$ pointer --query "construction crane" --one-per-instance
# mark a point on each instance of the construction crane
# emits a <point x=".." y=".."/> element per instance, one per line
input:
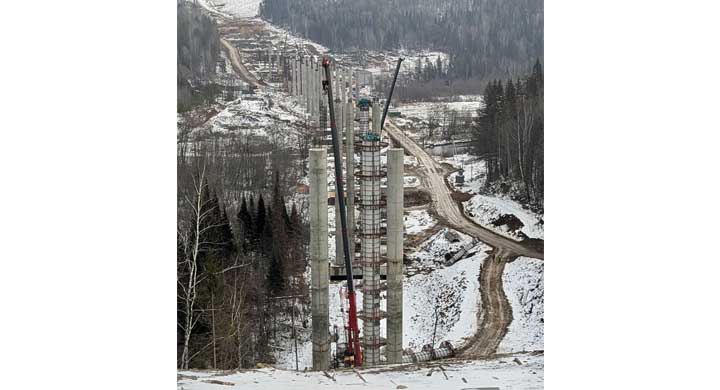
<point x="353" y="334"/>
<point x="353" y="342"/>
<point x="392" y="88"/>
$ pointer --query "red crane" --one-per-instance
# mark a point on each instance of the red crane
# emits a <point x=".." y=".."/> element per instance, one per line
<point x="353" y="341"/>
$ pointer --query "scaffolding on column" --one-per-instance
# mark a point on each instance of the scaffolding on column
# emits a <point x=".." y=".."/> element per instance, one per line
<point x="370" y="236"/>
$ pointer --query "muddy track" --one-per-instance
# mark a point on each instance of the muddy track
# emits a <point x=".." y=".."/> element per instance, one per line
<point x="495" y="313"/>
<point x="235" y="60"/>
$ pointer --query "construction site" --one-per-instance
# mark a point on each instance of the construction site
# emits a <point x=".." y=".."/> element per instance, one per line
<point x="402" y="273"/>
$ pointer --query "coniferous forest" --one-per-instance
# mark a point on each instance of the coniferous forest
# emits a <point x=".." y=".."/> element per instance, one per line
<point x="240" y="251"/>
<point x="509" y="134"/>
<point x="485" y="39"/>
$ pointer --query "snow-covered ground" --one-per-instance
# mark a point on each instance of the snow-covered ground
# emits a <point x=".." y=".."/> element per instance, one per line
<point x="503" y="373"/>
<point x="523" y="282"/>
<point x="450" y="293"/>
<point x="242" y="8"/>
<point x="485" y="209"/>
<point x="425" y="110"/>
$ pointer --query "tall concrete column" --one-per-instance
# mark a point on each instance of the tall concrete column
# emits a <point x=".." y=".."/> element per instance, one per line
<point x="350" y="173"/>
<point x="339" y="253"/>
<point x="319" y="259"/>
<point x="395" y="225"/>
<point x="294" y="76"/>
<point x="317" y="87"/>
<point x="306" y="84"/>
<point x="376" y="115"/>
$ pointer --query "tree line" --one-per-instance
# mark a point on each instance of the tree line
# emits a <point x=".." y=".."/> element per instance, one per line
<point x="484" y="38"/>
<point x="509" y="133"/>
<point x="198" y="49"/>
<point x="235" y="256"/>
_____
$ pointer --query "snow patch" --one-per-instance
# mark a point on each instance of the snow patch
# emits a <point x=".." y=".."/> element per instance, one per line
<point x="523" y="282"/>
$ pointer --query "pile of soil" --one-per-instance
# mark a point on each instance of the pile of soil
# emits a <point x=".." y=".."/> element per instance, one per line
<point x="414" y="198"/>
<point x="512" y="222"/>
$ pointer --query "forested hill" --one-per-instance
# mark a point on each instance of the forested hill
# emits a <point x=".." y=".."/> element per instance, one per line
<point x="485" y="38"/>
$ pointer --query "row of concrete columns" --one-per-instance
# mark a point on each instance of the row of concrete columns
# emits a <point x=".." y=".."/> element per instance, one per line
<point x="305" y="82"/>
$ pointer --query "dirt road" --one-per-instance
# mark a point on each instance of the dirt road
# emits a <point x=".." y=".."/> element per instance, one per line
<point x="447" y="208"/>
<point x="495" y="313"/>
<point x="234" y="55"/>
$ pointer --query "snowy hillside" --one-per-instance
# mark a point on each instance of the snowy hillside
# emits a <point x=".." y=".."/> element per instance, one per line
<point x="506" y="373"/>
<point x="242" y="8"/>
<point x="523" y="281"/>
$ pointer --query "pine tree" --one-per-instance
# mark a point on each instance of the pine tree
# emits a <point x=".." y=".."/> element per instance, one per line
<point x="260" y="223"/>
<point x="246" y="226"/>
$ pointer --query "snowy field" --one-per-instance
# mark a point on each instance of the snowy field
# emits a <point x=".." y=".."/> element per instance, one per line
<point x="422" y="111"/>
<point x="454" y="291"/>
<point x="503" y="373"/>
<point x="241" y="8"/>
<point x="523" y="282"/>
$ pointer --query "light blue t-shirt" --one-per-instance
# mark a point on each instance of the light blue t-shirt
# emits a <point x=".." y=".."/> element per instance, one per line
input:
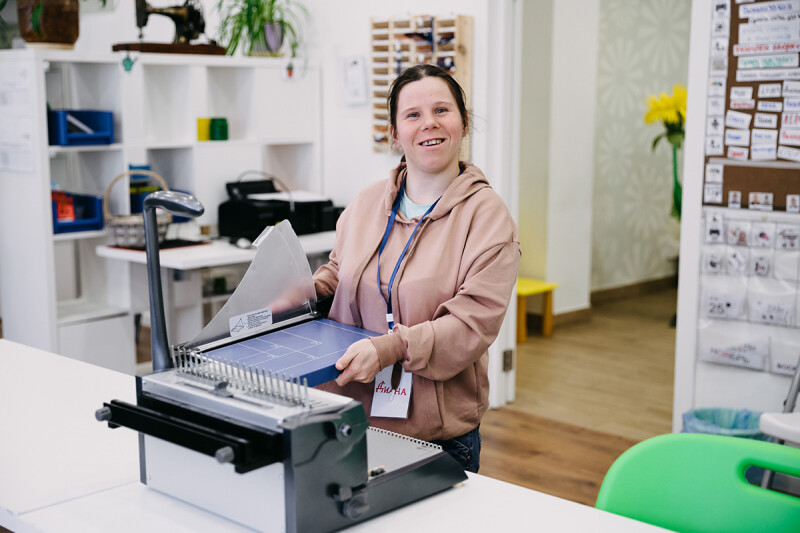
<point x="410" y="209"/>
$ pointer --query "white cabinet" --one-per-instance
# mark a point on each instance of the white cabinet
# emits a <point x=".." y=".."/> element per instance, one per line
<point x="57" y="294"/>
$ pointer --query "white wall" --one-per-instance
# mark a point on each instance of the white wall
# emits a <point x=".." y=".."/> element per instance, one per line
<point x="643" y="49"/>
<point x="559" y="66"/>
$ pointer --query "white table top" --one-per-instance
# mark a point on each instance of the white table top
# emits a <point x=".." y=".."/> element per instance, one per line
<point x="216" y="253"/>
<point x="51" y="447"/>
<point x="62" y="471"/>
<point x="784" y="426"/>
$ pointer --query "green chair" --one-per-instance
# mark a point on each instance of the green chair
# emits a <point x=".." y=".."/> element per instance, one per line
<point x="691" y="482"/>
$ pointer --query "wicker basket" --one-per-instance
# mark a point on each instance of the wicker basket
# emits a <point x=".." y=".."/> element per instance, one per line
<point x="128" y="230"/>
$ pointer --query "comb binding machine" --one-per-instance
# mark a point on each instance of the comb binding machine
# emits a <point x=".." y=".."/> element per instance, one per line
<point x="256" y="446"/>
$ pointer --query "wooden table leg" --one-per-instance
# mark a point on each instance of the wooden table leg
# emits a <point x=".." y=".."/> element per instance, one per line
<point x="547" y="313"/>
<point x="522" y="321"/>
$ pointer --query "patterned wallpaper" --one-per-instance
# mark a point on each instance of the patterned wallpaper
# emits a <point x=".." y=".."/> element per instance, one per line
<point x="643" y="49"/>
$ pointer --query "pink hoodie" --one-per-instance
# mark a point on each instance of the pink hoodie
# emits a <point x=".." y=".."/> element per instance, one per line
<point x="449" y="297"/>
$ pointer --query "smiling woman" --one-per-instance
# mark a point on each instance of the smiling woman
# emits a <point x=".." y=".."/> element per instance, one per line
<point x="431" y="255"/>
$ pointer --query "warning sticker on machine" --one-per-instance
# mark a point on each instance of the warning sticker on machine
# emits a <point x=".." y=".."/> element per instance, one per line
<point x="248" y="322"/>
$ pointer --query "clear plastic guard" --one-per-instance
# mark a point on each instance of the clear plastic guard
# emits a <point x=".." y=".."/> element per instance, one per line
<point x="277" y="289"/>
_____
Work to be completed: Transcribe the records above exactly, beginning at the line that contains "# mark a point on each instance of the wicker" and ending with the line that contains "# mark a point on each instance of the pink", both included, and nothing else.

Written response:
# mark a point on each instance of the wicker basket
# emits a <point x=".." y=".."/> element per instance, one per line
<point x="128" y="230"/>
$ pointer --query "comb binding machine" --one-per-instance
# mark a point on each instance of the comb binding machine
# emits a <point x=".." y=".."/> element per instance, one per line
<point x="256" y="446"/>
$ pointer --query "wooden table leg" --one-per-instance
# mark a point on each instance of the wooden table leg
# emits a <point x=".." y=".."/> element per instance, one per line
<point x="547" y="313"/>
<point x="522" y="321"/>
$ pointer --query "patterned wallpaper" --one-per-instance
# mark a point on each instance of the patterned wallpaper
# emits a <point x=".." y=".."/> element per instance, one per line
<point x="643" y="49"/>
$ pointer --query "pink hoodie" --one-per-instance
# mark a point on each instance of the pink hoodie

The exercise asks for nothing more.